▶ REQUIREMENT: Which lines of the listing below contain the word "flower"? Copy each such line in full, and treat case as significant.

▶ GIVEN ENTRIES:
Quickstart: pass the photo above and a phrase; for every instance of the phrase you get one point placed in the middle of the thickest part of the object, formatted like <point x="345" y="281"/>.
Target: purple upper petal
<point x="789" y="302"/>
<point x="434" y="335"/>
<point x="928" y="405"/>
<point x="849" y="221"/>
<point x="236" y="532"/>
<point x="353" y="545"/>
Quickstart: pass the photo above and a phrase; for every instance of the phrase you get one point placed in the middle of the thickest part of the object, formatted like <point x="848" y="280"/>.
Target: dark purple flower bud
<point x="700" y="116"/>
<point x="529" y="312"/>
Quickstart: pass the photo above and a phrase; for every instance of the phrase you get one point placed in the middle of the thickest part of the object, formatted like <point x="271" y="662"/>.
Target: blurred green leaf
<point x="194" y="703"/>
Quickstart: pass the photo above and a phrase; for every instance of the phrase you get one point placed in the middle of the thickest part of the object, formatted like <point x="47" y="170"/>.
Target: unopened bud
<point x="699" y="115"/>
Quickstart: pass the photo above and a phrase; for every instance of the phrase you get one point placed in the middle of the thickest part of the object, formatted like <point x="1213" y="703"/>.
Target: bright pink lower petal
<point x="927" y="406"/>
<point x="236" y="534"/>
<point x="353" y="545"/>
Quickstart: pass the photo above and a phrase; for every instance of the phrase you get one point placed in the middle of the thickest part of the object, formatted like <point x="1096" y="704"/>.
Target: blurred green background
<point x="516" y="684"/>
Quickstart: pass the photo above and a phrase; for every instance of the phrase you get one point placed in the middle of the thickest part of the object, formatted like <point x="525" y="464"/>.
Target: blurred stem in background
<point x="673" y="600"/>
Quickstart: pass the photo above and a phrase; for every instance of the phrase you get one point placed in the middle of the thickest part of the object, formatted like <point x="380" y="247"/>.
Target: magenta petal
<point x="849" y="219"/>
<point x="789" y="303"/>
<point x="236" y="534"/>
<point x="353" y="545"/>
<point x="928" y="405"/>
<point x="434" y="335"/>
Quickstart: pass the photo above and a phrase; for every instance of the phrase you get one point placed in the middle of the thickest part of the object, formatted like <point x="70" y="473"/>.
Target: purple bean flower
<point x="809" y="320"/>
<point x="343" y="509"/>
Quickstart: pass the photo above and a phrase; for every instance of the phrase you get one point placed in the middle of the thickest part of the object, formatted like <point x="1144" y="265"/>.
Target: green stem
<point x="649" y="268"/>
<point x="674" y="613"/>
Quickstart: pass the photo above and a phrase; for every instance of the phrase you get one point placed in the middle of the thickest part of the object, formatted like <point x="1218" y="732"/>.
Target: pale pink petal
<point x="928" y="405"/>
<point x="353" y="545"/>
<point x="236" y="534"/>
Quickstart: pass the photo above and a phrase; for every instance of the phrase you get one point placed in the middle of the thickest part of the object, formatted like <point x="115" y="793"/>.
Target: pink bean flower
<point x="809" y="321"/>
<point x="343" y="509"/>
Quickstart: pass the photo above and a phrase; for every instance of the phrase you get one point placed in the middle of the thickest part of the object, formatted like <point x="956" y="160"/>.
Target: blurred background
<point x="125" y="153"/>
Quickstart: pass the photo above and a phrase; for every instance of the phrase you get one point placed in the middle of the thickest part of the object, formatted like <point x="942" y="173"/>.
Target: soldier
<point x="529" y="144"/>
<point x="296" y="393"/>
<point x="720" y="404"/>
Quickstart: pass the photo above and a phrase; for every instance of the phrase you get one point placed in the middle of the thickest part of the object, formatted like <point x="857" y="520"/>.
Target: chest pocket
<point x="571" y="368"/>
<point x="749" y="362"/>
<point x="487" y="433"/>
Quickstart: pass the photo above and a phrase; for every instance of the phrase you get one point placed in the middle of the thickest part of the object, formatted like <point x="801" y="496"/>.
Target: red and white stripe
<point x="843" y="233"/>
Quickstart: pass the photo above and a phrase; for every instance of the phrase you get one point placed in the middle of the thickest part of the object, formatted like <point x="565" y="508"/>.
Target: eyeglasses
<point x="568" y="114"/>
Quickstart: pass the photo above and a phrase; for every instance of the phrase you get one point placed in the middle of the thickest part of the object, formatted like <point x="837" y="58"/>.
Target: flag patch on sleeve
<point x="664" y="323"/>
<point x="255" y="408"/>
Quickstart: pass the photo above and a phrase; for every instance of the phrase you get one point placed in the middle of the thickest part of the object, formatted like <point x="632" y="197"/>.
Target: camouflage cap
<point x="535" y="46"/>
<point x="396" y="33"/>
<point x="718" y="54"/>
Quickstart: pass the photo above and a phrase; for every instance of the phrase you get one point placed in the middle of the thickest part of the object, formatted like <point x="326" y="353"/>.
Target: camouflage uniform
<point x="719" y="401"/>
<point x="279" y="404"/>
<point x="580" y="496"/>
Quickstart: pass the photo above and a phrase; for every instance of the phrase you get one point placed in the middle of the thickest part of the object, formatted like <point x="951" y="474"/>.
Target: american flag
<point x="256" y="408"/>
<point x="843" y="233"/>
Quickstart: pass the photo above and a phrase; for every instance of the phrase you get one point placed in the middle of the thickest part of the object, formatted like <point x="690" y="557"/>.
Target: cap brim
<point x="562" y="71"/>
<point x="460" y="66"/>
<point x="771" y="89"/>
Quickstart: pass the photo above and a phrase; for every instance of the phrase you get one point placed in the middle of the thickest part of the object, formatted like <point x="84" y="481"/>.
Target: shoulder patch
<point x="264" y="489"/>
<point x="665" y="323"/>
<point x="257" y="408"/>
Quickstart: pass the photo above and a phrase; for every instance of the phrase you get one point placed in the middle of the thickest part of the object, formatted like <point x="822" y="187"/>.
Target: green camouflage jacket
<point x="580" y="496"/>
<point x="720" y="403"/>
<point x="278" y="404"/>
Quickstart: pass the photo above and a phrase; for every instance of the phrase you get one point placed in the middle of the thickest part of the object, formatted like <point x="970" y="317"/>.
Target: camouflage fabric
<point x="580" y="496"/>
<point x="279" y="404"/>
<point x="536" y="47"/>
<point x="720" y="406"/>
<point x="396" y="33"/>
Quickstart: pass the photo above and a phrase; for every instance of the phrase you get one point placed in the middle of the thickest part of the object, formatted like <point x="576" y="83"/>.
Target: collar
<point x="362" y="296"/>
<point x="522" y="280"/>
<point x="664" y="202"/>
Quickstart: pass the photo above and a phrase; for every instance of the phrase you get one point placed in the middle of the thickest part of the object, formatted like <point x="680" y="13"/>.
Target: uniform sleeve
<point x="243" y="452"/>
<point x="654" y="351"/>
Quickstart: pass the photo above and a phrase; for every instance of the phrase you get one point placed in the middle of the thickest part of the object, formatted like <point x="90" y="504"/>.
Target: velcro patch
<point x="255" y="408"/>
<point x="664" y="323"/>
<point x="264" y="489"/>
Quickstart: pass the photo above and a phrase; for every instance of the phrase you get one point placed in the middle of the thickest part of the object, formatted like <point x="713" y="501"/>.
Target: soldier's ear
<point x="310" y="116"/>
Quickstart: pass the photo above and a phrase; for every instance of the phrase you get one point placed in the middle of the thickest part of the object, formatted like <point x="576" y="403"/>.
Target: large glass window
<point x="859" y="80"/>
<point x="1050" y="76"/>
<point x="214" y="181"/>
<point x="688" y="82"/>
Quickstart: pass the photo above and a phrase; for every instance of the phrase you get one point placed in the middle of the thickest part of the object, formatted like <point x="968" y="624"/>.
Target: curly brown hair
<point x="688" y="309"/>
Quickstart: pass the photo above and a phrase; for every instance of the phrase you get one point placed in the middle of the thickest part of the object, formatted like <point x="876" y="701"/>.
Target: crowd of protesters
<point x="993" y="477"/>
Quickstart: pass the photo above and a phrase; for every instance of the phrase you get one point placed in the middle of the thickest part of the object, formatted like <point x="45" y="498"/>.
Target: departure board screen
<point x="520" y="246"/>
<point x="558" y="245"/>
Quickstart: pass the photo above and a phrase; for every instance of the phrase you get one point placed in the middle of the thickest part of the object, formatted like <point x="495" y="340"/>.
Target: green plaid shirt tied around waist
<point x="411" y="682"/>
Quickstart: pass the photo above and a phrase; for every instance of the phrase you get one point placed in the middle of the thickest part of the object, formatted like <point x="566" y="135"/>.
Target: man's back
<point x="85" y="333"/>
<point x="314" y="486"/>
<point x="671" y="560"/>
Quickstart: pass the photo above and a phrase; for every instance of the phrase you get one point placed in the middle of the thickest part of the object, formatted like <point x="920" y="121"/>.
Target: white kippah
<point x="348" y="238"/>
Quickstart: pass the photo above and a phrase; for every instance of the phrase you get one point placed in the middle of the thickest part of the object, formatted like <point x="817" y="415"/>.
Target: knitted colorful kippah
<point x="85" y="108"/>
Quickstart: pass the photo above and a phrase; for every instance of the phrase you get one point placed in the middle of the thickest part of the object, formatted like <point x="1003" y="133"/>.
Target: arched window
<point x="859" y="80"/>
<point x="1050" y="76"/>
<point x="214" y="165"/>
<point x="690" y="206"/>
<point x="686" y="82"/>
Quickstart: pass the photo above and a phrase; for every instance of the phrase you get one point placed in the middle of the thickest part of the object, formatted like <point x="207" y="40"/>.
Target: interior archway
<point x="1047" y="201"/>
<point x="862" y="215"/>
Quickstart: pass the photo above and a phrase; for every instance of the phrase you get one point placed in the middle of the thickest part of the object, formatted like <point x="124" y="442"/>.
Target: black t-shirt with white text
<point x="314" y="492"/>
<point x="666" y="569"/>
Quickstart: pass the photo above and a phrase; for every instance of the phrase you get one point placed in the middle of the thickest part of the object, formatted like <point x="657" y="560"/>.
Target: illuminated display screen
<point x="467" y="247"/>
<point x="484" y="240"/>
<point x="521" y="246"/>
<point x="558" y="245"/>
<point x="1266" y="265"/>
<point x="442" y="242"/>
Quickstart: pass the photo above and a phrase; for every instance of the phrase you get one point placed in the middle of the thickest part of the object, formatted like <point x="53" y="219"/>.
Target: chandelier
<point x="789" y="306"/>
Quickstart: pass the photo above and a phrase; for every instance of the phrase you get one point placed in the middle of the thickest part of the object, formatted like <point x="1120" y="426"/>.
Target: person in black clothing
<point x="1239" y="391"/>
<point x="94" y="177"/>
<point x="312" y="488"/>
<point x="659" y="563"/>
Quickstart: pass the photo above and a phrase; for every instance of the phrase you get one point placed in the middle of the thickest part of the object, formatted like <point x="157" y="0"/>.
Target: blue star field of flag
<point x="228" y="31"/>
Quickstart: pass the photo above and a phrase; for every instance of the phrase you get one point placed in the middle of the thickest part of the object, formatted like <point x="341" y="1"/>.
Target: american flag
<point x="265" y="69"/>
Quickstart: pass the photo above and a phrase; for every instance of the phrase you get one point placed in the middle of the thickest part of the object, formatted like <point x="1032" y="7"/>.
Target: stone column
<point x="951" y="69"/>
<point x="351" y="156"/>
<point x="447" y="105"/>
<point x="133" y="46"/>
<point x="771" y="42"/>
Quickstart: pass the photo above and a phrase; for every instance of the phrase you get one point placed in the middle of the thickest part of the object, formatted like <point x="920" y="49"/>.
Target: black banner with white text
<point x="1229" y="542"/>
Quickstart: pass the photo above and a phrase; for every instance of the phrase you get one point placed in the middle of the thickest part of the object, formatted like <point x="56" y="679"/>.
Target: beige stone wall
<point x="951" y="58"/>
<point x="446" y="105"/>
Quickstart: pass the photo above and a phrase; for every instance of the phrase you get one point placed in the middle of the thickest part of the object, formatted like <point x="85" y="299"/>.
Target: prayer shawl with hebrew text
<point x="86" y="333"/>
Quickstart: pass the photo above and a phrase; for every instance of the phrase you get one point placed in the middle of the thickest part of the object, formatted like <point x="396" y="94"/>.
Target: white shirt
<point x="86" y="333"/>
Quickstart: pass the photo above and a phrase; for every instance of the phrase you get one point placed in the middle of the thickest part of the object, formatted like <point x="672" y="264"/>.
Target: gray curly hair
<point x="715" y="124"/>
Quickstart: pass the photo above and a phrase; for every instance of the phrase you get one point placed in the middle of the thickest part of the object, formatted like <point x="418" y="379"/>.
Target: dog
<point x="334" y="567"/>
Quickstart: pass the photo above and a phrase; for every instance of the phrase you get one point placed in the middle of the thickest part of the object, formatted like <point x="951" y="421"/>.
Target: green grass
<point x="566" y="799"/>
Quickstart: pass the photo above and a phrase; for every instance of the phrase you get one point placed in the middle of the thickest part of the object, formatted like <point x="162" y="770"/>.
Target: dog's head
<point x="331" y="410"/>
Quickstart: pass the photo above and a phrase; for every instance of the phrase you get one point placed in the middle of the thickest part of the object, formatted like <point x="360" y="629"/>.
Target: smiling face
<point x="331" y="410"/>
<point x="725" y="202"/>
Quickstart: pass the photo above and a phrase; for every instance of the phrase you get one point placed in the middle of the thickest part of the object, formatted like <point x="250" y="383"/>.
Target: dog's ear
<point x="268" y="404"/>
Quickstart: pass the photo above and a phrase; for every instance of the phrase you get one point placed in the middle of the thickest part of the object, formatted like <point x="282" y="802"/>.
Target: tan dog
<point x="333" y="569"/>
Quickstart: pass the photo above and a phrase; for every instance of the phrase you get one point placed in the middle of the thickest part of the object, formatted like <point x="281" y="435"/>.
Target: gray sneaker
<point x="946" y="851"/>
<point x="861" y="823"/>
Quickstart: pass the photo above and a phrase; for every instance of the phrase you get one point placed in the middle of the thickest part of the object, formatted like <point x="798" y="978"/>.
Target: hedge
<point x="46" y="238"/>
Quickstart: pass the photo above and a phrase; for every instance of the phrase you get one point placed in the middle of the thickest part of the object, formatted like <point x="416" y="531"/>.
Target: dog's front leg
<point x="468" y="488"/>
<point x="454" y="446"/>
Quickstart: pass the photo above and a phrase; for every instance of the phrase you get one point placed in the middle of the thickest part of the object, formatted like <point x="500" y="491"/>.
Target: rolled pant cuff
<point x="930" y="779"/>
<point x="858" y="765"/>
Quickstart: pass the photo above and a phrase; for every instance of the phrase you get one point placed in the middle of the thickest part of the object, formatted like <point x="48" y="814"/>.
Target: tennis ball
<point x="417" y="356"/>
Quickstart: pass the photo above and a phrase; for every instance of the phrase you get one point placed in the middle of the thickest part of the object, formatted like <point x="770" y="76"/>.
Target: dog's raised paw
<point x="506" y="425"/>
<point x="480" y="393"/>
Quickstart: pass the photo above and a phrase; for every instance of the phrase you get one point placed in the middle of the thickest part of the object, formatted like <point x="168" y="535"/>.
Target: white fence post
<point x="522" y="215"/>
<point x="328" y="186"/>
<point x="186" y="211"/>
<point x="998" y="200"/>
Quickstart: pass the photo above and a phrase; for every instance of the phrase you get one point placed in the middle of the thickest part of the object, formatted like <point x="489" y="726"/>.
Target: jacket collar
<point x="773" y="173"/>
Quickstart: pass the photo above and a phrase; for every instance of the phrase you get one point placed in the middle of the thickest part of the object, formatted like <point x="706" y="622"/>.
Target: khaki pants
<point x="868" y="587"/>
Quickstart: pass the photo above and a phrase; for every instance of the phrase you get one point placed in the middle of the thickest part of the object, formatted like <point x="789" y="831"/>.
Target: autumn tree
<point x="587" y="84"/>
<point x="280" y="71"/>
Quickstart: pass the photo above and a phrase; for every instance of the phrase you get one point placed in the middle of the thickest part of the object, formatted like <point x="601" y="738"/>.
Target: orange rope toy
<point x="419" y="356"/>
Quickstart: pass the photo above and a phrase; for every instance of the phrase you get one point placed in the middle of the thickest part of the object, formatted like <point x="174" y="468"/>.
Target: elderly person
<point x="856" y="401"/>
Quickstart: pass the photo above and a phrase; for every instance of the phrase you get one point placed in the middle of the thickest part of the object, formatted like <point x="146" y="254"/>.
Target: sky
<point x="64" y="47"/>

▶ TASK RESPONSE:
Target: dark purple flower bud
Target: purple bean flower
Target: pink bean flower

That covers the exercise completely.